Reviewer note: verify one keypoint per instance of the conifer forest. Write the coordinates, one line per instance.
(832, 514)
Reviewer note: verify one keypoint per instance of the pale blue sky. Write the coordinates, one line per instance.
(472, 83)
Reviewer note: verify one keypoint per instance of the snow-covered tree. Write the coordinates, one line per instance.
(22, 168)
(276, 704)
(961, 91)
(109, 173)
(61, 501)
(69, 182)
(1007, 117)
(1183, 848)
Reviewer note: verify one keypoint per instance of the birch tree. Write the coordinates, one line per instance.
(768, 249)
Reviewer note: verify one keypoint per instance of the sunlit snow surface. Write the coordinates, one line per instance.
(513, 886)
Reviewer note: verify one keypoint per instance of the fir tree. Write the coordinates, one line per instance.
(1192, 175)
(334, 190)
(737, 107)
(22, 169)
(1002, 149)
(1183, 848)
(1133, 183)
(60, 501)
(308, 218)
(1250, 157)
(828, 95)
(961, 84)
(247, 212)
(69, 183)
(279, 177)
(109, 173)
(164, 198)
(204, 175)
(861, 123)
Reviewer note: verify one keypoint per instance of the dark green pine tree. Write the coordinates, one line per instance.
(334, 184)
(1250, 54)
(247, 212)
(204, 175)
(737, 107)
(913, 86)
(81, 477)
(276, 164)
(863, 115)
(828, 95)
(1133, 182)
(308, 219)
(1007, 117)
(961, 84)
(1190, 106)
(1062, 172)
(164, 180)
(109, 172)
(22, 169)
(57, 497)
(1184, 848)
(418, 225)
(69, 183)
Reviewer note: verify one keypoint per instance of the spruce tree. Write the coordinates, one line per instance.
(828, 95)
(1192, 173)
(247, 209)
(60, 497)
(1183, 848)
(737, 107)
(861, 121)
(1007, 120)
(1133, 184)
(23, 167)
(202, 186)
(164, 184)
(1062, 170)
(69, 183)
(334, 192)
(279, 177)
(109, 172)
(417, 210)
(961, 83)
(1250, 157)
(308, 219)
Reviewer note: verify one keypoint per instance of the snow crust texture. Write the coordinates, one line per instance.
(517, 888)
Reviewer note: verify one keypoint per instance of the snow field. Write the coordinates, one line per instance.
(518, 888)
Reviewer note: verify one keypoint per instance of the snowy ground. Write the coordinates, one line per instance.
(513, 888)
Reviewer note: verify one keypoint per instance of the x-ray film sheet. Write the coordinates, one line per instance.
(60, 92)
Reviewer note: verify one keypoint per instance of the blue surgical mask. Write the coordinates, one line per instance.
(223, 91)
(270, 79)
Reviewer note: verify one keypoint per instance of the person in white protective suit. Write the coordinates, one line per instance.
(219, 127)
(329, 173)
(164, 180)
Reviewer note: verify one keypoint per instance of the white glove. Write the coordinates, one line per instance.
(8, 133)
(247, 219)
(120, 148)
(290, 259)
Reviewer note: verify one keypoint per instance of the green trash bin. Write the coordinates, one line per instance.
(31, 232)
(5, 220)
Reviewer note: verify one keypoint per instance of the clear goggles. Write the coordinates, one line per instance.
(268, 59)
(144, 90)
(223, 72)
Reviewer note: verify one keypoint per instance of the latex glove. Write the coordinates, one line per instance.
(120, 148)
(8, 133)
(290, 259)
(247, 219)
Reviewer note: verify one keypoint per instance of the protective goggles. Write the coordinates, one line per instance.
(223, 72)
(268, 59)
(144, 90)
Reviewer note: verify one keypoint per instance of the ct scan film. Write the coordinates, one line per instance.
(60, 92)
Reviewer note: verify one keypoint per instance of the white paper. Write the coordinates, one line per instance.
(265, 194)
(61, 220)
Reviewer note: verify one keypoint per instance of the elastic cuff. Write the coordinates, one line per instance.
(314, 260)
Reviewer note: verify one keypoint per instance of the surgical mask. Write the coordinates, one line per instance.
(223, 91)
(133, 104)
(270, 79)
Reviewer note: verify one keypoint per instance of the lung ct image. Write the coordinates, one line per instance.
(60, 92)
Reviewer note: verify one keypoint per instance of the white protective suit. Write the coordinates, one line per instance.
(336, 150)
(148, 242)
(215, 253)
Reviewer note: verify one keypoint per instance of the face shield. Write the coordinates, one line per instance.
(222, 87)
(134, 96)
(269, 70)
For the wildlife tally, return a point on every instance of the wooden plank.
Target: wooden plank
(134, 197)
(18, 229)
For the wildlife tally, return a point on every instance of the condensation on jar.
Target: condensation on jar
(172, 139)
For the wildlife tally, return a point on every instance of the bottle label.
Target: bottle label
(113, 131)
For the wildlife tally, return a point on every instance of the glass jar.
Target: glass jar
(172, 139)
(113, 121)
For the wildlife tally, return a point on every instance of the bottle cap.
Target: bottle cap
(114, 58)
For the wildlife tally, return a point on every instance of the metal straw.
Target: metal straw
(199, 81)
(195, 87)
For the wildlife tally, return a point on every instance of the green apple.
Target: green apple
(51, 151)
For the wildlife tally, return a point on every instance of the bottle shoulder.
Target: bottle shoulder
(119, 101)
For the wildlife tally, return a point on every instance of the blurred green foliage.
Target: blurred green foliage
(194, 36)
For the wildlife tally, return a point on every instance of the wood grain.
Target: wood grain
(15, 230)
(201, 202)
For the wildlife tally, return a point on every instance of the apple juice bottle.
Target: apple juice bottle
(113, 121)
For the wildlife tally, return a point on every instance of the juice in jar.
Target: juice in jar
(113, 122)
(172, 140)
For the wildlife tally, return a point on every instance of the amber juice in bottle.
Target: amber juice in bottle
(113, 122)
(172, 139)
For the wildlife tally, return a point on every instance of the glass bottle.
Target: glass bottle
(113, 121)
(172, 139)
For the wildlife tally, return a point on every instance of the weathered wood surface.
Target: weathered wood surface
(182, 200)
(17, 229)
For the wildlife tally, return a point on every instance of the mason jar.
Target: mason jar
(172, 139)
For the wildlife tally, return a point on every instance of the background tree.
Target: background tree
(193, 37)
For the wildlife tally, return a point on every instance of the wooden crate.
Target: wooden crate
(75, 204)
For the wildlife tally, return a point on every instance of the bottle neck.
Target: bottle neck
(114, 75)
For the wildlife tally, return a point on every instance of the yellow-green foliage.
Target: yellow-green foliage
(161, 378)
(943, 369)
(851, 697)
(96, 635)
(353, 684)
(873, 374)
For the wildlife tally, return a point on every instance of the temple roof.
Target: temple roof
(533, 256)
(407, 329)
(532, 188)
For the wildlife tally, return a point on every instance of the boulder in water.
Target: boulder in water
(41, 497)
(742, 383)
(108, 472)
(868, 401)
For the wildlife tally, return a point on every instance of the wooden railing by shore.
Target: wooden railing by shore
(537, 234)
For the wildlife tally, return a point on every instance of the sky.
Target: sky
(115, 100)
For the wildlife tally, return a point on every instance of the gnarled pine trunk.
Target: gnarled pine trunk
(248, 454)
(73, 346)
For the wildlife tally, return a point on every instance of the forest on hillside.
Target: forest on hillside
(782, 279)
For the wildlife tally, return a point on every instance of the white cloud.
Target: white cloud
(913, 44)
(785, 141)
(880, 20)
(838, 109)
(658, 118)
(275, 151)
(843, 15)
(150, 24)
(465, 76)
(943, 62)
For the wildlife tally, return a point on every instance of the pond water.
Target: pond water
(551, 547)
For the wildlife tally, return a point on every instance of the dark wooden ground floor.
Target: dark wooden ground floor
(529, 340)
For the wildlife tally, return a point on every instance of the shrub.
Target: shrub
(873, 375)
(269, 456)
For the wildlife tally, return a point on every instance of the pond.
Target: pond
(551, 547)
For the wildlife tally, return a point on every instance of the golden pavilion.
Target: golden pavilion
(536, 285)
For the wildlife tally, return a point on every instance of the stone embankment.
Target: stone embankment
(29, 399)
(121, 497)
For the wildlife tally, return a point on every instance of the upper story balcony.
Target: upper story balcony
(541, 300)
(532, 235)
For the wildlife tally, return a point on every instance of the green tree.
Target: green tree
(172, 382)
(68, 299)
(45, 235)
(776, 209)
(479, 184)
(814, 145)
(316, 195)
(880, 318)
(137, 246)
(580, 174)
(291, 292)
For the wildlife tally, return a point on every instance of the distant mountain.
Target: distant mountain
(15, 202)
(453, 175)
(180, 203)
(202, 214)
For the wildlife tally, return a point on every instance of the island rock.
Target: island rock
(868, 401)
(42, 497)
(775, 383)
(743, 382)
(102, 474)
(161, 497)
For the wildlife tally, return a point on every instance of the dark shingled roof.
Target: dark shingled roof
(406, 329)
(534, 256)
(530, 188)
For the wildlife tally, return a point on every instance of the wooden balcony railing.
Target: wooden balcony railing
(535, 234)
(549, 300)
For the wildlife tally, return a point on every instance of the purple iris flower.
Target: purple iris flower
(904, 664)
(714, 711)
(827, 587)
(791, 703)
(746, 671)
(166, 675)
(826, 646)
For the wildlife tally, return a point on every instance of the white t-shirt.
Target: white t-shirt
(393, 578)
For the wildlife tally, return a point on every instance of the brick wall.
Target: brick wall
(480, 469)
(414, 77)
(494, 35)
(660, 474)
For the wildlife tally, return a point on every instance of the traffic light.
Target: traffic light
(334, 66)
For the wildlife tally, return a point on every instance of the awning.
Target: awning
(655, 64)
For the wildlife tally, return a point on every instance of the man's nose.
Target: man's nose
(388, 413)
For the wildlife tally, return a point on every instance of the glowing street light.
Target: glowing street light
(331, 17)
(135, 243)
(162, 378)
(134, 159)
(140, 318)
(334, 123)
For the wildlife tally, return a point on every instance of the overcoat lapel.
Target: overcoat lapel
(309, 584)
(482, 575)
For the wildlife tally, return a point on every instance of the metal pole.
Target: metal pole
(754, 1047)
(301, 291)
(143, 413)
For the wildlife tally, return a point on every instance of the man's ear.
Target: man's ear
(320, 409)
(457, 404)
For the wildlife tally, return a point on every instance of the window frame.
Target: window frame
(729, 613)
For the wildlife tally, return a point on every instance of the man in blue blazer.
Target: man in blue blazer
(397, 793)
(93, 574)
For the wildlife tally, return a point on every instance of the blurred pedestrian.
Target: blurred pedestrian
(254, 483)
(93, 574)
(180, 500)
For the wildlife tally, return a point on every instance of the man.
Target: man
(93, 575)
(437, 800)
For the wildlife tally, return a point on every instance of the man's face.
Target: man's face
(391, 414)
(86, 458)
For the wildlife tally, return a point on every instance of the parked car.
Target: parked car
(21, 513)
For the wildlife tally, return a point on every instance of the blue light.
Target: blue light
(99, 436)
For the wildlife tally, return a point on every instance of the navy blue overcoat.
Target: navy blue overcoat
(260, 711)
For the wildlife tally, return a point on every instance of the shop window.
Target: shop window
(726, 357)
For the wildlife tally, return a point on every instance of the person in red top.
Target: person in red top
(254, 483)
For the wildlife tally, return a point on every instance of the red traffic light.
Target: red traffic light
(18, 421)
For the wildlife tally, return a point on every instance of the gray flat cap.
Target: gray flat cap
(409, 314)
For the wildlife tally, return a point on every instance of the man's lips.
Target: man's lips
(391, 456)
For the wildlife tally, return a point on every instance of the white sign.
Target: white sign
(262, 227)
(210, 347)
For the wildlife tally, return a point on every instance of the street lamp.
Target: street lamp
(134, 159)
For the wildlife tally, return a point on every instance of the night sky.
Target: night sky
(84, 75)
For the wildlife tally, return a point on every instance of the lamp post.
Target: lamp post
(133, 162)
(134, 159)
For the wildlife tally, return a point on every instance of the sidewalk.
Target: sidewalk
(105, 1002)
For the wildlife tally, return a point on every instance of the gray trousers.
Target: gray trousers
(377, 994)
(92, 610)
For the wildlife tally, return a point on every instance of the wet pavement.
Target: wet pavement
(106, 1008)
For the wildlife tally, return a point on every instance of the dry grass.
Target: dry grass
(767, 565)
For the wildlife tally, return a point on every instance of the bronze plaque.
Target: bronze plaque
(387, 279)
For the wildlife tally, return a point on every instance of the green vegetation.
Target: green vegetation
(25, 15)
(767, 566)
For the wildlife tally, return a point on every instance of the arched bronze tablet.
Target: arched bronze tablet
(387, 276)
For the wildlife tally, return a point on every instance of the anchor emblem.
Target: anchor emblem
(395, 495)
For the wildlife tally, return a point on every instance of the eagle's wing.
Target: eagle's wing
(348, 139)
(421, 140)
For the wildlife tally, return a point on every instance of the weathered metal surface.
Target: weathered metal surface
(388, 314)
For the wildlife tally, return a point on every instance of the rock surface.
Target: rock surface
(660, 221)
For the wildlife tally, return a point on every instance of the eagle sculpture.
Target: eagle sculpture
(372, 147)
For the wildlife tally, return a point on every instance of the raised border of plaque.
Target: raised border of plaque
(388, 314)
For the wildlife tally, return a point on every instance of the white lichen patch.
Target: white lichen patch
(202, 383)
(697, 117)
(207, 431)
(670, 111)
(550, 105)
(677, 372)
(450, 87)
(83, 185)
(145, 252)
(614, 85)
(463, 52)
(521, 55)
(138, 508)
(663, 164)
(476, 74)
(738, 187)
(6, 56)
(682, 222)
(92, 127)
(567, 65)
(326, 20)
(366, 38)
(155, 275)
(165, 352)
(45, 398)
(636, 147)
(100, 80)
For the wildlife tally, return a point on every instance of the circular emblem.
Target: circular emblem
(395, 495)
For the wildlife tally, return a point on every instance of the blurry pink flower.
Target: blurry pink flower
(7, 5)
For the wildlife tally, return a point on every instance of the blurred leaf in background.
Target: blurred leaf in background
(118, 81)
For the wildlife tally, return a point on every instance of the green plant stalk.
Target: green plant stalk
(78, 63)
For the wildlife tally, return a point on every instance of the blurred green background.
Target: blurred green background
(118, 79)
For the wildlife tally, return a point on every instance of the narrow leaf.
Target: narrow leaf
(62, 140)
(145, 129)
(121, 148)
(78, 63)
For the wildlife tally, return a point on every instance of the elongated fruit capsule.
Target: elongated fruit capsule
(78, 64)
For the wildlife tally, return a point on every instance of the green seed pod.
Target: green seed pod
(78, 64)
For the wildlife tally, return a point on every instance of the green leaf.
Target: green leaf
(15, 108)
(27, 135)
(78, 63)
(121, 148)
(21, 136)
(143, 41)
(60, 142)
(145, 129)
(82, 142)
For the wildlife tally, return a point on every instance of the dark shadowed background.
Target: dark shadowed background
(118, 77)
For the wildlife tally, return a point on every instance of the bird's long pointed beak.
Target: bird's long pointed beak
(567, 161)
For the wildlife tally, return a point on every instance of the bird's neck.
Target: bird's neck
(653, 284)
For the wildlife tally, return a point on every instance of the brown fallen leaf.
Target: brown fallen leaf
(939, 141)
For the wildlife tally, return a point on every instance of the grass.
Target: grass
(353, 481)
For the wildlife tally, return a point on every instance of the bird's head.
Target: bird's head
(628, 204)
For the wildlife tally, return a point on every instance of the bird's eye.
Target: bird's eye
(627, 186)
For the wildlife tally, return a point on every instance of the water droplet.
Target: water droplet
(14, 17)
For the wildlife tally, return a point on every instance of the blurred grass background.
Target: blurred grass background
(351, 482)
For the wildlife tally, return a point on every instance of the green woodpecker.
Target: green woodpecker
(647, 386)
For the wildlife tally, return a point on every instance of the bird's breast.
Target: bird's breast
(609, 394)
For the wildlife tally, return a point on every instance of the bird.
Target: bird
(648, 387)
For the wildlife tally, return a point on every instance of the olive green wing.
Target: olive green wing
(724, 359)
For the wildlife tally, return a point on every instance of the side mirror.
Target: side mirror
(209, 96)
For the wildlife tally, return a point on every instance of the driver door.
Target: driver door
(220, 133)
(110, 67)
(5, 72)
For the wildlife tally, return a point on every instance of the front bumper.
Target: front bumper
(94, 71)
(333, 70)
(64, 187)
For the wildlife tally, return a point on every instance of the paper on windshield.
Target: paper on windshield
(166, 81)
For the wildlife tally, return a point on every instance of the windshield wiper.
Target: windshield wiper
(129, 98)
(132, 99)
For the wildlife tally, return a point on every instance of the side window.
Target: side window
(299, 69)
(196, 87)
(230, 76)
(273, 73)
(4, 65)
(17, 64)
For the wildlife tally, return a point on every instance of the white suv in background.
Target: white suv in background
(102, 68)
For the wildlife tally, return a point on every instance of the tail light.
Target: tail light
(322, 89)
· · ·
### Task details
Among the lines above, repeat exactly those from the line with "Reviewer note: verify one keypoint per instance of the surgical" to the line with "condensation on jar.", counting both ends.

### Task solution
Reviewer note: verify one keypoint per instance of the surgical mask. Write the coordinates, one line per instance.
(223, 91)
(133, 104)
(270, 79)
Reviewer note: verify one keypoint per instance of the lung ct image. Write the coordinates, one line per instance.
(60, 92)
Reviewer note: verify one keypoint per instance of the white protective suit. Write the coordinates, one line per instance.
(336, 150)
(148, 242)
(215, 253)
Reviewer note: verify one keypoint per instance of the face shield. Write the coordinates, one line per instance.
(222, 87)
(134, 96)
(269, 70)
For the wildlife tally, return a point on every instance of the wooden plank.
Target: wooden plank
(134, 197)
(18, 229)
For the wildlife tally, return a point on every instance of the condensation on jar.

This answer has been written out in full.